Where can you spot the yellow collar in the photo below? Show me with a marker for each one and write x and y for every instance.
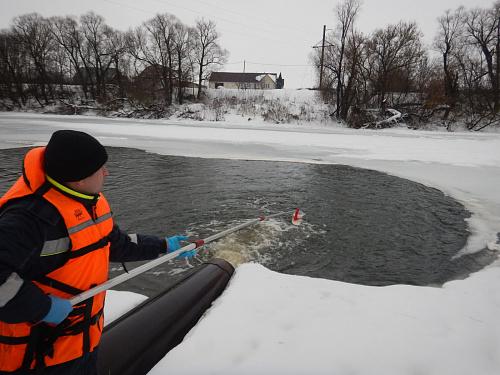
(68, 190)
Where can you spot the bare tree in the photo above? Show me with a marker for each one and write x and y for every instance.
(183, 43)
(67, 34)
(448, 41)
(152, 44)
(33, 32)
(13, 61)
(346, 14)
(207, 51)
(482, 28)
(395, 54)
(98, 52)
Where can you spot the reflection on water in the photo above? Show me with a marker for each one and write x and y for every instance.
(361, 226)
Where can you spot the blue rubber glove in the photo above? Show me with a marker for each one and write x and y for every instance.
(174, 244)
(59, 310)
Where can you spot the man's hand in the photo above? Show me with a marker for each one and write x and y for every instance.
(59, 310)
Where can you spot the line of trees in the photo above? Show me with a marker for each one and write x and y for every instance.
(457, 78)
(46, 59)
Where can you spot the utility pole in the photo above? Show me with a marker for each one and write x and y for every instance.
(497, 80)
(322, 57)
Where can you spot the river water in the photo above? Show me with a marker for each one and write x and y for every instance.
(361, 226)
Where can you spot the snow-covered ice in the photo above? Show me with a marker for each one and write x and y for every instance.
(266, 322)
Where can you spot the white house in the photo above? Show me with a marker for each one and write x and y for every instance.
(262, 81)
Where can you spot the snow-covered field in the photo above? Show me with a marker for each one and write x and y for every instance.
(270, 323)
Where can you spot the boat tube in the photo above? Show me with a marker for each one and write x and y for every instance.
(134, 343)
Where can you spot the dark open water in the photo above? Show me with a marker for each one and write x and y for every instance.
(361, 226)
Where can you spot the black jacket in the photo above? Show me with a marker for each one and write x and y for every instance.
(25, 224)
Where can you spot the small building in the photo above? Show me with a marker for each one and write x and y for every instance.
(258, 81)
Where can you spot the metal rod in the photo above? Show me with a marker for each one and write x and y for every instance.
(156, 262)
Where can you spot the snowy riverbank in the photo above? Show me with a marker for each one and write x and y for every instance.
(267, 322)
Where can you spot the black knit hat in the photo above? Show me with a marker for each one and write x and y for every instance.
(71, 155)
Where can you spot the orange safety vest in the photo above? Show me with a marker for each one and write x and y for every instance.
(26, 345)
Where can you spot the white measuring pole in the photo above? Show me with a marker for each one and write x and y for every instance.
(156, 262)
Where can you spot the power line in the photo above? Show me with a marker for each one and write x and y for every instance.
(257, 63)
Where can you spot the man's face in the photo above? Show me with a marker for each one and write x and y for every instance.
(93, 184)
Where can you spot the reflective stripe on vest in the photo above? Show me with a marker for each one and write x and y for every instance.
(87, 240)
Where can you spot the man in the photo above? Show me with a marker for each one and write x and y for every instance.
(57, 237)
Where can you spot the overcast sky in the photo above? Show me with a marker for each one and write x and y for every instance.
(270, 35)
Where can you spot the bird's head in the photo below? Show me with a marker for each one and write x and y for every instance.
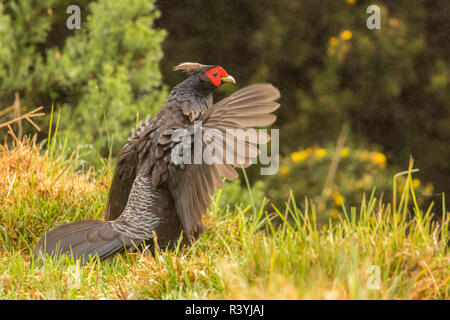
(211, 76)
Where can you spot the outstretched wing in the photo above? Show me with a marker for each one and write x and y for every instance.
(192, 185)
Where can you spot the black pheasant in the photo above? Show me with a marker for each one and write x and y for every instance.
(153, 192)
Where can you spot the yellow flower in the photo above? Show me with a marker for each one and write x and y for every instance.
(299, 156)
(346, 35)
(338, 199)
(321, 152)
(379, 159)
(333, 41)
(334, 213)
(284, 170)
(428, 191)
(365, 155)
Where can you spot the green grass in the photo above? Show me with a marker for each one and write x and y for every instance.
(250, 252)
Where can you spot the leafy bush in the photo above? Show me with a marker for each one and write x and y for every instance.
(102, 75)
(359, 171)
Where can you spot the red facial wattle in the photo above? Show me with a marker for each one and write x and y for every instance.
(216, 74)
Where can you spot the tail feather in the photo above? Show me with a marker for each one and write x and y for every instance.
(84, 240)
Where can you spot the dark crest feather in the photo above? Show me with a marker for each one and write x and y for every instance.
(189, 67)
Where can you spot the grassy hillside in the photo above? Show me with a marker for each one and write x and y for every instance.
(246, 252)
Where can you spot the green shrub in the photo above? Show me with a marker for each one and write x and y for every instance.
(101, 75)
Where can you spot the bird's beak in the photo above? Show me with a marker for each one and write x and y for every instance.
(228, 79)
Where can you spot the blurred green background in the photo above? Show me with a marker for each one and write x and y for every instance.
(366, 98)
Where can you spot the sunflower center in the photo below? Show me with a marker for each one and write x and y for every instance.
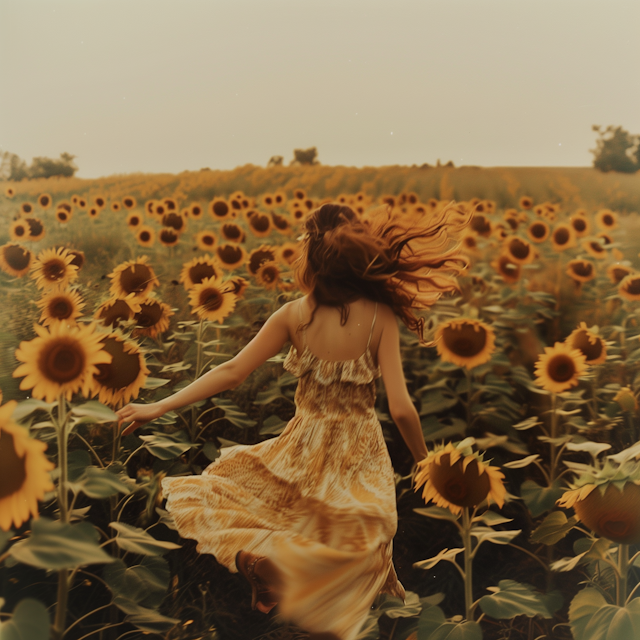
(200, 271)
(466, 340)
(60, 308)
(13, 469)
(466, 488)
(134, 279)
(54, 270)
(17, 257)
(561, 368)
(123, 369)
(561, 236)
(519, 249)
(591, 351)
(62, 360)
(220, 209)
(211, 299)
(148, 315)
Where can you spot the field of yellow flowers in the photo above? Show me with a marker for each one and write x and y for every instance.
(523, 522)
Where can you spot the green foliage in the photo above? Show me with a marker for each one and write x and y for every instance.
(618, 151)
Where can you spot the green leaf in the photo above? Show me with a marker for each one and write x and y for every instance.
(137, 540)
(540, 499)
(96, 411)
(30, 621)
(54, 545)
(100, 483)
(437, 513)
(165, 447)
(145, 584)
(446, 554)
(512, 599)
(553, 528)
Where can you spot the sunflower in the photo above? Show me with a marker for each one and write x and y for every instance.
(617, 272)
(145, 235)
(36, 229)
(590, 344)
(133, 277)
(581, 270)
(174, 221)
(520, 251)
(152, 319)
(168, 237)
(260, 225)
(115, 310)
(206, 240)
(195, 211)
(62, 215)
(233, 232)
(212, 300)
(19, 230)
(538, 231)
(60, 306)
(15, 260)
(268, 275)
(134, 220)
(467, 343)
(629, 287)
(455, 477)
(54, 268)
(120, 381)
(559, 367)
(24, 471)
(230, 255)
(264, 253)
(580, 224)
(44, 200)
(595, 248)
(196, 270)
(219, 209)
(288, 252)
(60, 361)
(563, 237)
(606, 220)
(508, 270)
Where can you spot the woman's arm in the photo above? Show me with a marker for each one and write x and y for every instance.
(266, 344)
(402, 411)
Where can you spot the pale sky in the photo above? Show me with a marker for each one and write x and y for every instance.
(169, 85)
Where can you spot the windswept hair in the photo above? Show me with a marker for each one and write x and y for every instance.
(406, 261)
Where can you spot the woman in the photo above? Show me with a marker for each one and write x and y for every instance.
(309, 517)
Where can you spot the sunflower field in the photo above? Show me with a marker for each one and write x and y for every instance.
(522, 523)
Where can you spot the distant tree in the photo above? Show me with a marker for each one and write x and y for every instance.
(618, 151)
(46, 167)
(305, 156)
(12, 167)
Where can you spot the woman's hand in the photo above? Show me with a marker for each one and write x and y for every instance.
(139, 414)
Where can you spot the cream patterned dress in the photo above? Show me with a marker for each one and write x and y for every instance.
(318, 500)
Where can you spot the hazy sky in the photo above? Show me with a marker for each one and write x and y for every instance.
(168, 85)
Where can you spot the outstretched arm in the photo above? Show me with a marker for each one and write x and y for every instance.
(266, 344)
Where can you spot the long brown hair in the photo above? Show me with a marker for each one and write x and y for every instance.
(403, 261)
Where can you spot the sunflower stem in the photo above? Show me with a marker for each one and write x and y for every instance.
(623, 571)
(468, 562)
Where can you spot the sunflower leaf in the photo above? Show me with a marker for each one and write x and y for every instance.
(137, 540)
(30, 621)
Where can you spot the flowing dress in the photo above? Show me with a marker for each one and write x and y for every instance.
(319, 500)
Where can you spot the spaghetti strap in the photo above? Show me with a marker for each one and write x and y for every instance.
+++
Arbeitsanweisung: Bitte gib den Teil der Daten wieder, der mit der Zeile mit „Where can you spot the sunflower leaf“ beginnt und mit dem Ende der Daten schließt, und ersetze darin „marker“ durch „pin“. Alles andere bleibt unverändert.

Lösung der Aufgabe:
Where can you spot the sunflower leaf in the photo above? Show me with a pin for each one and write x and y for every instance.
(137, 540)
(30, 621)
Where can you spot the flowing dress in the photo above? Show me with a pin for each one and write x and y for every instance.
(319, 500)
Where can you spot the spaghetti strap in the photo above? Show me with a pin for each one and write x and y for every instance.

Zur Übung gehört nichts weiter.